* **EXCERPTED TEXT**:
◇ ◇ ◇
KARACHI: While describing the situation in flood-hit areas of Sindh as ‘extremely critical’, health authorities say that serious damages have been occurred to key healthcare installations and estimate that more than 1,000 health facilities so far across the province have been damaged by the floods.
The situation poses a serious challenge for the government as it becomes very difficult to offer any service to flood victims, who are at risk of multiple diseases, like waterborne infections, diarrhoea, cholera, typhoid and skin diseases.
The authorities also believe that at this stage it is premature to estimate how long it could take to rebuild these healthcare facilities and infrastructure.
The fresh estimates emerge in the latest report prepared by the Sindh health department which shows that the floods have ruined some 122 government hospitals, dispensaries and health units which were offering treatments at different levels across the province.
Officials say rebuilding of damaged hospitals may take considerable time
“The level of damage is so high that it forced the health authorities to abandon certain facilities and move to alternative places as makeshift arrangements,” the officials said.
“Apart from 122 completely damaged health facilities, there are 950 government hospitals, dispensaries or health units which have also been hit by floods and most of them are no more able to offer any services,” said an official citing the report.
“Among these facilities, Mirpurkhas is among the worst-hit which has completely lost 65 facilities and 171 partially followed by Sukkur where 14 health facilities have completely been damaged. The other key regions of the province include Hyderabad with 22 facilities, Larkana 13 and Shaheed Benazirabad with seven.”
Dr Muhammad Juman Bahoto, director general (DG) of health services, agreed that the flood had made the health service delivery challenging at the time when it’s most needed.
He said that the provincial government in an immediate move was trying to acquire space to move the health facilities as makeshift arrangement.
“The assessment is still going on,” he said.
“The structures which have been damaged include all kinds of health facilities and in some cases even fully-fledged general hospitals, which are badly hit by floodwater and no more able to offer any service. However, the donor agencies are now cooperating with us and we are making emergency arrangements to operationalise the maximum number of health facilities in different districts.”
He said the province had borne major damage in 22 districts and in those areas the health systems were badly affected. At the same time alternative arrangements were being made to cope with the emerging situation, he added.
The other assessments issued by the Sindh health ministry in its reports suggest that Naushahro Feroze has emerged as the worst-affected area where more than 725,000 people are displaced who have already left their homes due to floods.
Larkana follows next where around 442,993 people are displaced, which is more than 36 per cent of the total population of the district.
Amid displacement of such a large number of people and almost non-existent healthcare system, the fear of spread of waterborne diseases and other infections rears its head.
The concerns recently reverberated in an assessment report federal health ministry prepared warns that up to five million people across the country are at risk of different diseases after their displacement from homes and now living in tents.
◇ ◇ ◇
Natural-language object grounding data
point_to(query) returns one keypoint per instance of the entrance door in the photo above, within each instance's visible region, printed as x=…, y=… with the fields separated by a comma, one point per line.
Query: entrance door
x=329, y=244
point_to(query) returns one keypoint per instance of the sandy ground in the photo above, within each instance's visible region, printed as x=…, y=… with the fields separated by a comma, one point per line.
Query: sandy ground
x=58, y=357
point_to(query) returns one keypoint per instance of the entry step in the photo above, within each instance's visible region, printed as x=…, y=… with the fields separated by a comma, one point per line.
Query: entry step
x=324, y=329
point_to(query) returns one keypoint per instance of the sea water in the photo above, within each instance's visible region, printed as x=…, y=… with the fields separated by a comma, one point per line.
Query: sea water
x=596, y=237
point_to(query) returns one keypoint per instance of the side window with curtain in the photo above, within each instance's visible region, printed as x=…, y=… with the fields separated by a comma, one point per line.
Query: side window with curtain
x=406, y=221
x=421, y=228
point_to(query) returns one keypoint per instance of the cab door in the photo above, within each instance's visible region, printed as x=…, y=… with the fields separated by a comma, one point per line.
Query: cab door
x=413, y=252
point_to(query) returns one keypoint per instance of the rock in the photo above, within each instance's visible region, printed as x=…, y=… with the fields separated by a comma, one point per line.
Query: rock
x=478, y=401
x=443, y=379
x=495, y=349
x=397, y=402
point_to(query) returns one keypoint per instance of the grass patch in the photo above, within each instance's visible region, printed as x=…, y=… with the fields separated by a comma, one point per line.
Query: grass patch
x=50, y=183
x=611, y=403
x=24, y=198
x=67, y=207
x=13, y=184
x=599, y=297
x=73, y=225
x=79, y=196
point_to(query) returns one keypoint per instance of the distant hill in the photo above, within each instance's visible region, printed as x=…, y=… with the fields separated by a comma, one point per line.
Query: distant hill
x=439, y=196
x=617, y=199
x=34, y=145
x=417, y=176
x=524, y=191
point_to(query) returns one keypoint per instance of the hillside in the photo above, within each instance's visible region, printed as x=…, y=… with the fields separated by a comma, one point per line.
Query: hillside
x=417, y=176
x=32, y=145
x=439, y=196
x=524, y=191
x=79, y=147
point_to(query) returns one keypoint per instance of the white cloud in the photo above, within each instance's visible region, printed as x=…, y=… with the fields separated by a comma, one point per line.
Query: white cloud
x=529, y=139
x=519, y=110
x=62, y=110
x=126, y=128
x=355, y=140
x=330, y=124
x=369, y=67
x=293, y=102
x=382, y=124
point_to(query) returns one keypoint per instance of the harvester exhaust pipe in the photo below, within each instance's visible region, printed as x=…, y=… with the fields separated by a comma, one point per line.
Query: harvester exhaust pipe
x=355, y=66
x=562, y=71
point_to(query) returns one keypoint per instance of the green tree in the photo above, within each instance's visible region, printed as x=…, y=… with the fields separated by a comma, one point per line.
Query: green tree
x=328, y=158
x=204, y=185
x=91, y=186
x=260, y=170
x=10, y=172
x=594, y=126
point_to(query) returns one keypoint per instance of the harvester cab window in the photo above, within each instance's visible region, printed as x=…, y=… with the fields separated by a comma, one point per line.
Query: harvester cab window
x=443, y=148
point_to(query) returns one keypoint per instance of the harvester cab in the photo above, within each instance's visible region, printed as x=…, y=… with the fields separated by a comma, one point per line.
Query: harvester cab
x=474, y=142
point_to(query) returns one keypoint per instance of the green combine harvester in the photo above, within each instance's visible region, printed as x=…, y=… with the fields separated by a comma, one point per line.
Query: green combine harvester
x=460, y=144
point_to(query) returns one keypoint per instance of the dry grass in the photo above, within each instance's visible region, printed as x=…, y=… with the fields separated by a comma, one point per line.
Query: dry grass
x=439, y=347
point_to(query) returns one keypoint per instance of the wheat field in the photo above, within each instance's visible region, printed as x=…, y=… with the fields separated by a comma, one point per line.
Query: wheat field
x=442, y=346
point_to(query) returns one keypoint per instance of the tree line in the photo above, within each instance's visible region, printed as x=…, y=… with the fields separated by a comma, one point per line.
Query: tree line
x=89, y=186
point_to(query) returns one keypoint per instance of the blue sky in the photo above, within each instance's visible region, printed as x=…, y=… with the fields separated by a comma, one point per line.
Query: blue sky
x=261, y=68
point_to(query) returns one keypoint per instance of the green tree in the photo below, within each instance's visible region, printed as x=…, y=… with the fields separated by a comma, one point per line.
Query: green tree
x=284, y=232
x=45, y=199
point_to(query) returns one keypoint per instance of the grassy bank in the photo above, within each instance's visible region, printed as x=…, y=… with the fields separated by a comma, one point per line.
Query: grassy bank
◇ ◇ ◇
* **YOUR OBJECTIVE**:
In the article on flood damage to Sindh's health facilities, how many government hospitals, dispensaries and health units were completely damaged? This material isn't needed.

* **WRITTEN RESPONSE**:
122